═════ TEXTE À LIRE

La mondialisation des échanges entraîne une différenciation des agricultures qui s’opère désormais tout de suite à très grande échelle. Les évolutions sont souvent irréversibles. La mise en concurrence d’agricultures aux niveaux de productivité très différents implique la ruine de pans entiers des agricultures du monde et un accroissement des inégalités11.

On a assisté lors des dernières décennies à une profonde redistribution du foncier dans les pays de l’ex bloc socialiste avec la décollectivisation et la privatisation des fermes d’Etat ou coopératives, dont les modalités souvent bien peu transparentes et démocratiques posent question. Ce phénomène s’est aussi déroulé dans un laps de temps très court et à une grande échelle.

Que ce soit en Afrique, en Asie, en Europe de l’Est ou ailleurs, les sociétés n’ont plus le temps de s’adapter à ces changements et de construire des mécanismes de régulation adéquats. L’encadré # 2 propose une illustration de ce phénomène, aux conséquences souvent désastreuses, à partir d’un exemple asiatique.

Encadré # 2 Un exemple d’inadéquation de la coutume foncière à l’évolution du contexte économique dans la communauté indigène Ifugao (Luzon, Les Philippines)12

Les indigènes Ifugao sont connus pour leurs remarquables terrasses rizicoles qui sculptent sur plusieurs centaines de mètres de dénivelé les flancs des montagnes du Nord de l’île de Luzon. Ils ont développé un système agraire efficace basé exclusivement sur l’agriculture manuelle dans des conditions écologiques extrêmement difficiles.

══════════
═════ LIGNES DE DONNÉES

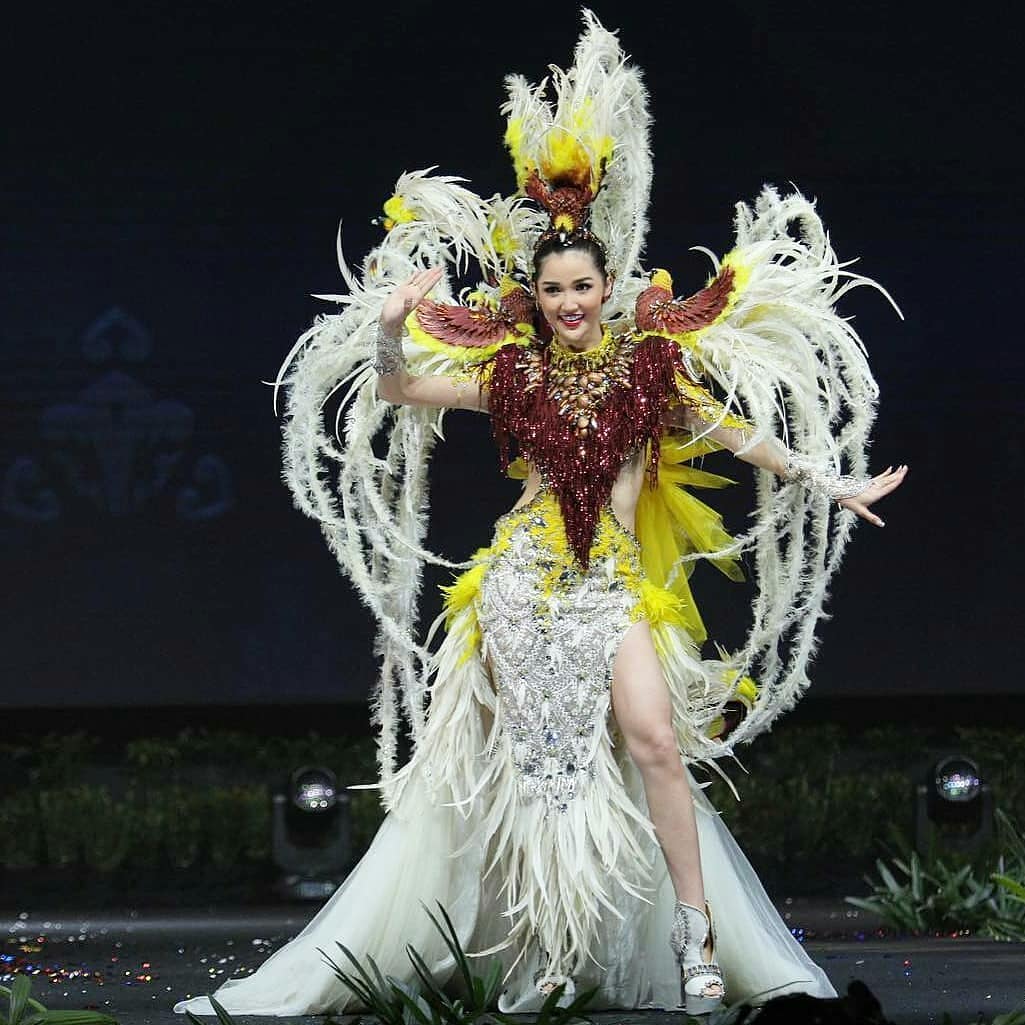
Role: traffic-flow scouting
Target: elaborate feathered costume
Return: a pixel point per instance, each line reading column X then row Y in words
column 518, row 811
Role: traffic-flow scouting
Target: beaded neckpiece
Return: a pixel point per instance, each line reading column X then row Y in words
column 578, row 383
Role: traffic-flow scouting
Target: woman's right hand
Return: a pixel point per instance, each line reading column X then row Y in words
column 406, row 297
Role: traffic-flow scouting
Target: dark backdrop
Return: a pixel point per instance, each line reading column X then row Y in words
column 173, row 178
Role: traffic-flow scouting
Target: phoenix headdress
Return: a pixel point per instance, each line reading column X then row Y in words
column 764, row 334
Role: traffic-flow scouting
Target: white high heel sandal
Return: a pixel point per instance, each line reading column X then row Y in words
column 701, row 981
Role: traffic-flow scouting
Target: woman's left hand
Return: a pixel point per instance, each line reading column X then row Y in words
column 888, row 481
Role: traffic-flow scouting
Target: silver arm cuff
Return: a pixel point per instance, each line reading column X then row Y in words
column 835, row 486
column 388, row 357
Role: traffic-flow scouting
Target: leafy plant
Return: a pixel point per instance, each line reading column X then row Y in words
column 394, row 1002
column 23, row 1010
column 938, row 896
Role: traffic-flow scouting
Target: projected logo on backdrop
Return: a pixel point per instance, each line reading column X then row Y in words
column 117, row 445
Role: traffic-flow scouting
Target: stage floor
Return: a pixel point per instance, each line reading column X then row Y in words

══════════

→ À FAIRE
Modifiez le texte à lire depuis « La mondialisation des » jusqu'à « une grande échelle. » inclus, en y remplaçant « irréversibles » par « définitives ».

→ RÉPONSE
La mondialisation des échanges entraîne une différenciation des agricultures qui s’opère désormais tout de suite à très grande échelle. Les évolutions sont souvent définitives. La mise en concurrence d’agricultures aux niveaux de productivité très différents implique la ruine de pans entiers des agricultures du monde et un accroissement des inégalités11.

On a assisté lors des dernières décennies à une profonde redistribution du foncier dans les pays de l’ex bloc socialiste avec la décollectivisation et la privatisation des fermes d’Etat ou coopératives, dont les modalités souvent bien peu transparentes et démocratiques posent question. Ce phénomène s’est aussi déroulé dans un laps de temps très court et à une grande échelle.